**ACTIVITY**
The exercise calls for every entry that follows to be repeated exactly.

**GIVEN ENTRIES**
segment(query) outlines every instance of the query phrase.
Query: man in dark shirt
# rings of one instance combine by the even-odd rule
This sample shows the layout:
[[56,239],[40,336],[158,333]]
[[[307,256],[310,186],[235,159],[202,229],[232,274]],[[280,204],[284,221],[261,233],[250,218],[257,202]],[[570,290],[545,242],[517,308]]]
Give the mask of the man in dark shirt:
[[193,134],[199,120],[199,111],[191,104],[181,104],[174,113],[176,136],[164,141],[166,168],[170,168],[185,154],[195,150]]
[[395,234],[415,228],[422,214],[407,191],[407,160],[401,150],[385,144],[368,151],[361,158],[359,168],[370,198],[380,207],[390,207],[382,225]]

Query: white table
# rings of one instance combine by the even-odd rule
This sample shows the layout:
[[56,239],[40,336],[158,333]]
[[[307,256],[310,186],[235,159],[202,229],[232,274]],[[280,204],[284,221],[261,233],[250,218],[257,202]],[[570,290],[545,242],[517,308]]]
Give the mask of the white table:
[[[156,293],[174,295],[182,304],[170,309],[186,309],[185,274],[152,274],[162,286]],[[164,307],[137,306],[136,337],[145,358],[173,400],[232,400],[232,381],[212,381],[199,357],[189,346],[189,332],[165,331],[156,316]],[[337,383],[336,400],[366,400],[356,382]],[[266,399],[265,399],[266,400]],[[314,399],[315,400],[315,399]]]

**TASK OUTPUT**
segment(query) outlines every instance of the query phrase.
Query: man in dark shirt
# rings of one instance combine by the even-odd rule
This sample shows the layout:
[[56,239],[40,336],[158,333]]
[[[307,256],[310,186],[235,159],[202,229],[232,274]],[[280,204],[284,221],[261,233],[250,218],[257,202]],[[570,290],[545,242],[517,308]]]
Give the mask of the man in dark shirt:
[[193,134],[199,120],[199,111],[191,104],[181,104],[174,113],[176,136],[164,141],[166,168],[170,168],[185,154],[195,150]]
[[395,234],[415,228],[422,214],[407,191],[407,160],[401,150],[385,144],[368,151],[361,158],[359,168],[370,198],[380,207],[390,207],[382,225]]

Query: white table
# rings of one instance combine by the even-odd rule
This sample shows the layout:
[[56,239],[40,336],[158,333]]
[[[307,256],[310,186],[235,159],[202,229],[232,274]],[[280,204],[284,221],[261,233],[250,218],[257,202]],[[570,290],[545,242],[517,308]]]
Give the mask of the white table:
[[[156,293],[174,295],[182,304],[170,309],[186,309],[185,274],[152,274],[162,286]],[[164,307],[137,306],[136,337],[145,358],[173,400],[232,400],[232,381],[212,381],[199,357],[189,346],[189,332],[165,331],[156,316]],[[337,383],[336,400],[366,400],[356,382]],[[266,399],[265,399],[266,400]],[[314,399],[315,400],[315,399]]]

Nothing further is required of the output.